* [Task directions] Locate each line in the entries below that contains the string "branch" and copy those lines out.

* [Listed records]
---------------

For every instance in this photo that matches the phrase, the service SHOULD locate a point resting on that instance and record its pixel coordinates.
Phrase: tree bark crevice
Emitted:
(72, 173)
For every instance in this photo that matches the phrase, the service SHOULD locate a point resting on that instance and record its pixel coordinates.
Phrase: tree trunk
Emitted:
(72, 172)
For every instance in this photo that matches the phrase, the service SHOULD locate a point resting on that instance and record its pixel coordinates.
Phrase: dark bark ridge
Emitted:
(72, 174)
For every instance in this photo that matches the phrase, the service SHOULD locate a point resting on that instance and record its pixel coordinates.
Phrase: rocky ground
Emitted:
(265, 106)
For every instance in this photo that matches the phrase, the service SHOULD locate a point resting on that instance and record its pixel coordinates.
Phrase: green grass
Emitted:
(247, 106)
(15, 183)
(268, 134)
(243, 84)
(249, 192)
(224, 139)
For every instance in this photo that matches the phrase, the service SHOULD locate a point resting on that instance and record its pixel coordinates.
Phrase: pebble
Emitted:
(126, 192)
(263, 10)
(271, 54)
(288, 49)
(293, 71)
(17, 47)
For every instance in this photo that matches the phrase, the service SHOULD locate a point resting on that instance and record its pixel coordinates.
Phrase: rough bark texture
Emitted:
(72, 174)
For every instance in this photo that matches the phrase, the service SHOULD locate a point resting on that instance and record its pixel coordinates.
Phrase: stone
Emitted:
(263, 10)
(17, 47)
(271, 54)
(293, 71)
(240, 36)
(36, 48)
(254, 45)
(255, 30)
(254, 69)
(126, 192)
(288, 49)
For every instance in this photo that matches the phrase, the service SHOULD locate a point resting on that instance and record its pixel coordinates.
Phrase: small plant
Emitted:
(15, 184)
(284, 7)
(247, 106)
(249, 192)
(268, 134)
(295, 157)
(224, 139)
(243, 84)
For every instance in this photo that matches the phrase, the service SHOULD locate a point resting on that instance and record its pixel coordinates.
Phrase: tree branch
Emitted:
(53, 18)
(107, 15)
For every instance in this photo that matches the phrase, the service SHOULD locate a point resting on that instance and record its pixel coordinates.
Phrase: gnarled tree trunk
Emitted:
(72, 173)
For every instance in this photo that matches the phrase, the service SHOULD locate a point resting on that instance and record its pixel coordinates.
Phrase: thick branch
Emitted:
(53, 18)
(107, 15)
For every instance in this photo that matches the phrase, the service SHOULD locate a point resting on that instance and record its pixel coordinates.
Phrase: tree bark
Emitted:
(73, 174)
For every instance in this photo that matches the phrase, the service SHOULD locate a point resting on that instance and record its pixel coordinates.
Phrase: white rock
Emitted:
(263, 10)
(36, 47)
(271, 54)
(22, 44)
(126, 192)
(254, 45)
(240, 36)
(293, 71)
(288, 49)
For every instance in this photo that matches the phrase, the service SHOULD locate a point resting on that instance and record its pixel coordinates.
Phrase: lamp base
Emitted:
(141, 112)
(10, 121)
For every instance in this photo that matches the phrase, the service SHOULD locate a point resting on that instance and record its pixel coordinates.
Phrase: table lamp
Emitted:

---------------

* [Written solution]
Phrase: tree branch
Phrase: thick branch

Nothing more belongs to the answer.